→ **Source excerpt**
start
Well after having decided I don't want to run gallery2 any more I have another question related to it.
I'm getting hundreds of hits (well, attempted hits, it's no longer there) on the old gallery2 site, logged by logwatch as follows:-
/mandy/gallery2/main.php?g2_view=shutterfl ... en=26321822fb67: 1 Time(s)
I seem to get thirty or forty every day and today's logwatch has logged well over a hundred.
It's not a issue really as it's not eating much bandwidth or loading my web site significantly but I was just wondering if anyone knows whether it's a well know security weakness in gallery2 or what? Or is someone just very desperate to look at the pictures on Mandy's blog? :-)
Maybe I should put a note at /mandy/gallery2 saying that the pictures have moved. Though come to think about it the link from the blog now points at where the pictures really are so whatever is hitting that gallery2 URL must be pretty mindless.
On 09/01/12 11:59, Chris Green wrote:
Well after having decided I don't want to run gallery2 any more I have another question related to it.
I'm getting hundreds of hits (well, attempted hits, it's no longer there) on the old gallery2 site, logged by logwatch as follows:-
It's not a issue really as it's not eating much bandwidth or loading my web site significantly but I was just wondering if anyone knows whether it's a well know security weakness in gallery2 or what? Or is someone just very desperate to look at the pictures on Mandy's blog? :-)
I find that the google webcrawler bot, and a few others, keep hitting a url once they find it even though it may be long gone and now gives a 404. The bots seem unable to take the hint.
On Mon, Jan 09, 2012 at 02:35:29PM +0000, nev young wrote:
On 09/01/12 11:59, Chris Green wrote:
Well after having decided I don't want to run gallery2 any more I have another question related to it.
end
→ **Data supplied**
start
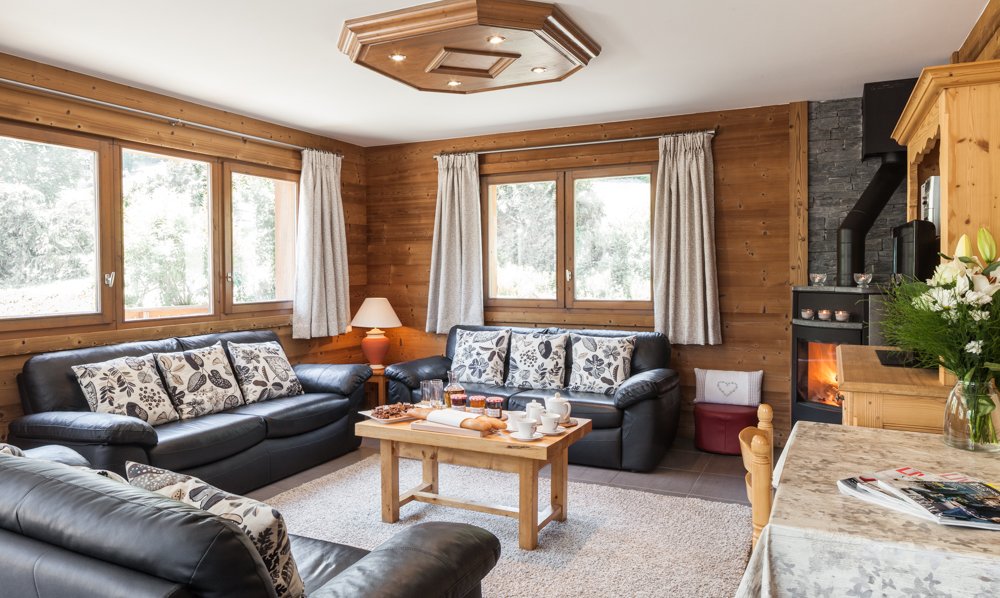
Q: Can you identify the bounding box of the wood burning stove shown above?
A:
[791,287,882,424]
end
start
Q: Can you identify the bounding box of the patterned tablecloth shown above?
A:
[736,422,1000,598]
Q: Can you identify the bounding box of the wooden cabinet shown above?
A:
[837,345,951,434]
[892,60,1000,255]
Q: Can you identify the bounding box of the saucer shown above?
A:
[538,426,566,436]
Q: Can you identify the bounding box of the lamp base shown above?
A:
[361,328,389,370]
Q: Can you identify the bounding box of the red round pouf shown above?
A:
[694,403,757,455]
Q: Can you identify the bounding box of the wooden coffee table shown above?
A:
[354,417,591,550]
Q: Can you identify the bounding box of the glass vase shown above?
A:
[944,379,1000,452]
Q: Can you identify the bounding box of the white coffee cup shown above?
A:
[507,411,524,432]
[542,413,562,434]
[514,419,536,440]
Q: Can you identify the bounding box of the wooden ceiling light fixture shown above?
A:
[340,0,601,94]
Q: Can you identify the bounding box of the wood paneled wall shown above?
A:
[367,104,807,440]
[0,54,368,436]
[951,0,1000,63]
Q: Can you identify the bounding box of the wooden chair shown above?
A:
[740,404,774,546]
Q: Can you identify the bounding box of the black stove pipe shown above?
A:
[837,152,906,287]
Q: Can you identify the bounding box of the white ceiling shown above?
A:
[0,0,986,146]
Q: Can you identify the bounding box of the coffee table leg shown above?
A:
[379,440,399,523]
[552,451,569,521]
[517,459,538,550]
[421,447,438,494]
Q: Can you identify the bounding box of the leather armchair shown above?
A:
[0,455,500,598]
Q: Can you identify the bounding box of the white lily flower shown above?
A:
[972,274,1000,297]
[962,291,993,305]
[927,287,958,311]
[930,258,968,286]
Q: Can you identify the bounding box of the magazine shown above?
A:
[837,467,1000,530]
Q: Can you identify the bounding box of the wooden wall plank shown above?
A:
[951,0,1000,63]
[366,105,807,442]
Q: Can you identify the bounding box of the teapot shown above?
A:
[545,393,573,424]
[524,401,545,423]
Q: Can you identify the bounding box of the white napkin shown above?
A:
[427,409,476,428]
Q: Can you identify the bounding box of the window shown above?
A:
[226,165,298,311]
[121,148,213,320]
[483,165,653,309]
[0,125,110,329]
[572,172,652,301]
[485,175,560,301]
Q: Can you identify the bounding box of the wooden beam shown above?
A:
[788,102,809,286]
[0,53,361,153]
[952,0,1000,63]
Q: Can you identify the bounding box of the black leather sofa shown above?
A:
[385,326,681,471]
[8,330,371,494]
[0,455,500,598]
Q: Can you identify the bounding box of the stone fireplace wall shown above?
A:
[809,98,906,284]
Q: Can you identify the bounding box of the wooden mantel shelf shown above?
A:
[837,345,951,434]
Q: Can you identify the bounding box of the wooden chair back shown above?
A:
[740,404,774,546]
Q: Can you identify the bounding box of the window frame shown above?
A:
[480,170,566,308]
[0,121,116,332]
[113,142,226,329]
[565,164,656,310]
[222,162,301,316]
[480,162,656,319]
end
start
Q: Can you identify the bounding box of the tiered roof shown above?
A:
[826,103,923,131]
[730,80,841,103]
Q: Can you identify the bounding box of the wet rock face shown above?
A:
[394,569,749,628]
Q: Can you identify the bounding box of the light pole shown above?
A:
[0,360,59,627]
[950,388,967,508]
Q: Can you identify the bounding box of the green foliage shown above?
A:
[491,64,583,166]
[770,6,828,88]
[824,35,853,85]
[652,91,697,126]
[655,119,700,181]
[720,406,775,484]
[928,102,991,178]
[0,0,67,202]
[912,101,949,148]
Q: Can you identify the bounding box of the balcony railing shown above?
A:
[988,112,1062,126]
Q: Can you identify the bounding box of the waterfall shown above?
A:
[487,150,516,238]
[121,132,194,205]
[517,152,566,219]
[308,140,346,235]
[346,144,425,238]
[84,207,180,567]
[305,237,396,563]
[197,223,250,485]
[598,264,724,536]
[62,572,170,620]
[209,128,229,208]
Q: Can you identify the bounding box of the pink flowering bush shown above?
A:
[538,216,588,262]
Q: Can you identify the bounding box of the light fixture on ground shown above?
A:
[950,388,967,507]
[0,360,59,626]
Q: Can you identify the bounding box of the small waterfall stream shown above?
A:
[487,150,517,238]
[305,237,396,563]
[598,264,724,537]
end
→ **Work to complete**
In the forum thread about the old gallery2 site, what does the reply say keeps hitting a URL even after it is gone and returns a 404? Use only the text, not the records, for this.

→ **Solution for this task**
The Google webcrawler bot and a few other bots.